*** MATERIAL FOR THIS EXERCISE ***

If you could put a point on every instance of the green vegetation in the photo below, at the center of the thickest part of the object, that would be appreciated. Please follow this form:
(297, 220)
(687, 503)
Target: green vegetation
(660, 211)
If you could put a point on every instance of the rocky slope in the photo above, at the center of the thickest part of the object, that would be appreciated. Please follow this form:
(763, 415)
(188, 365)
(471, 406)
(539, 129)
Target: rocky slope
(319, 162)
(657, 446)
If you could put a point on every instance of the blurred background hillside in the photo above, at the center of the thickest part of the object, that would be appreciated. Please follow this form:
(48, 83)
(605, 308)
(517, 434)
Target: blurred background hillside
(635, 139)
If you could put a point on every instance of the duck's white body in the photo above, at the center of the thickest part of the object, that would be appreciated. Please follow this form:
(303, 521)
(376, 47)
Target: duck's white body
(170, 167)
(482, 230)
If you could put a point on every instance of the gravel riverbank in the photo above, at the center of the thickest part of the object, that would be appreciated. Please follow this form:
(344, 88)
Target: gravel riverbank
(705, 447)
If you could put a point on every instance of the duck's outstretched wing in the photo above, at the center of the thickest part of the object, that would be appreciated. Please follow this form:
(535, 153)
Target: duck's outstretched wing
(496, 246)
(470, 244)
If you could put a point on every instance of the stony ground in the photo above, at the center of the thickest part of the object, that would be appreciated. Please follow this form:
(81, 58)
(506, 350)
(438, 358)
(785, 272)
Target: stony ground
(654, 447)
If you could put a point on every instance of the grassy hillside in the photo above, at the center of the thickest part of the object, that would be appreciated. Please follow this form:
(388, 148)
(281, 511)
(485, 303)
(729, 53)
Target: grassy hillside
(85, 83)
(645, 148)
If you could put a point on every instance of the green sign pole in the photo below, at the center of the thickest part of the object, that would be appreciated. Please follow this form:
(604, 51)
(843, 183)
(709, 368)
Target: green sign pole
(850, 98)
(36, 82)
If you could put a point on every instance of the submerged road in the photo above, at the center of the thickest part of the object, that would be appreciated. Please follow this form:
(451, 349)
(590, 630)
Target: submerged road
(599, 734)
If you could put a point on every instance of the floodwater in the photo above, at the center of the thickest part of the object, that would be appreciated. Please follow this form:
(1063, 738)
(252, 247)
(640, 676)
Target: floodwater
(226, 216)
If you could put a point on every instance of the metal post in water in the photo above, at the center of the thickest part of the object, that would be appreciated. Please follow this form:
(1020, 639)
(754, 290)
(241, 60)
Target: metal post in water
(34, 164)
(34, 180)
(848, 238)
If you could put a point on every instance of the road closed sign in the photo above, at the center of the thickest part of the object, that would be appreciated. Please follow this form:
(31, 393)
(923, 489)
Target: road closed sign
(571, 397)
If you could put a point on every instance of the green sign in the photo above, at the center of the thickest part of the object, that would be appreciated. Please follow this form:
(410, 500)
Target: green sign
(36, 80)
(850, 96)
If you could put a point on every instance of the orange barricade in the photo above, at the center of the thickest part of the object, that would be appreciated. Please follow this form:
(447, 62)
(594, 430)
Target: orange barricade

***

__SHORT EXERCISE__: Your task is to output the full set of records exactly as presented.

__TASK OUTPUT__:
If you could put a point on every instance of the green vegetation in the photo below, at the center of the thickest part of the object, that would be appreciated. Please follow this form:
(297, 220)
(687, 503)
Target: green vegetation
(660, 211)
If you could put a point on every instance of the rocky slope in the photo above, at the center of the thickest part of the object, that would be appreciated. Please follow this form:
(763, 415)
(188, 365)
(471, 406)
(539, 129)
Target: rocky slope
(319, 162)
(657, 446)
If you could put a point on every instance of the blurred background hillside in the photo above, at the center of the thickest part of the object, that would be appreciated. Please follow this form:
(48, 83)
(605, 308)
(517, 434)
Target: blurred background hillside
(635, 139)
If you could put a point on every instance of the duck's white body in the photo above, at the center of the thickest part of the object, that would be appreciated. Please follow this form:
(303, 521)
(376, 47)
Target: duck's white body
(170, 167)
(482, 230)
If you could put a point on every instance of the gravel riverbank in the photo above, at the center of the thickest part of the object, that would be appreciated. Please follow this form:
(344, 88)
Target: gravel riverbank
(705, 447)
If you could put a point on every instance of the duck's outstretched wing in the photo above, at the center of the thickest part of the object, that would be appreciated. Please follow this form:
(535, 153)
Target: duck's outstretched wing
(496, 246)
(470, 244)
If you could put a point on every instance of the stony ground in the photo above, at the center of the thickest part of the object, that would be appreciated. Please follow this form:
(81, 58)
(506, 350)
(438, 358)
(785, 272)
Target: stony ground
(654, 447)
If you could put a point on every instance of the grassy hillside in the photo above, at the center of the thickest part of the object, that would be appreciated. Please follow this form:
(388, 148)
(281, 511)
(485, 303)
(729, 53)
Target: grassy hillside
(85, 83)
(645, 148)
If you could put a point on every instance of the green sign pole in the photo below, at the center of the thickest part of the object, that would be appreciated. Please follow this form:
(604, 51)
(843, 183)
(709, 368)
Target: green sign pole
(850, 98)
(36, 82)
If you could put a point on every instance of the submerged road in the photo above, at the center of the thickest part of the object, that would be appreciated. Please follow this form:
(451, 349)
(590, 630)
Target: submerged road
(599, 734)
If you could put a point on every instance of the floodwater in the photo above, at the center of the thickest part of the object, that would be appreciated. Please follow this form:
(1063, 738)
(252, 247)
(640, 676)
Target: floodwater
(226, 216)
If you could put a point on every instance of the metal post in water in the photo above, at the center of the thickest part of the object, that would be appreciated. Please follow this form:
(1020, 639)
(754, 290)
(241, 60)
Target: metal post in water
(34, 164)
(34, 180)
(848, 238)
If you could put a point on every instance of the road closed sign in the photo above, at the center of the thickest part of the object, that would be appreciated. Please follow this form:
(31, 393)
(923, 489)
Target: road closed sign
(571, 397)
If you could put a point on every instance of the green sign in the photo above, at the center of the thickest part of the object, that would be appreciated. Please follow this form:
(410, 500)
Target: green sign
(36, 80)
(850, 96)
If you could put a point on every instance of the orange barricade in the photo above, at the center of the thickest part of the object, that would be appreciated. Please follow this form:
(447, 62)
(594, 430)
Target: orange barricade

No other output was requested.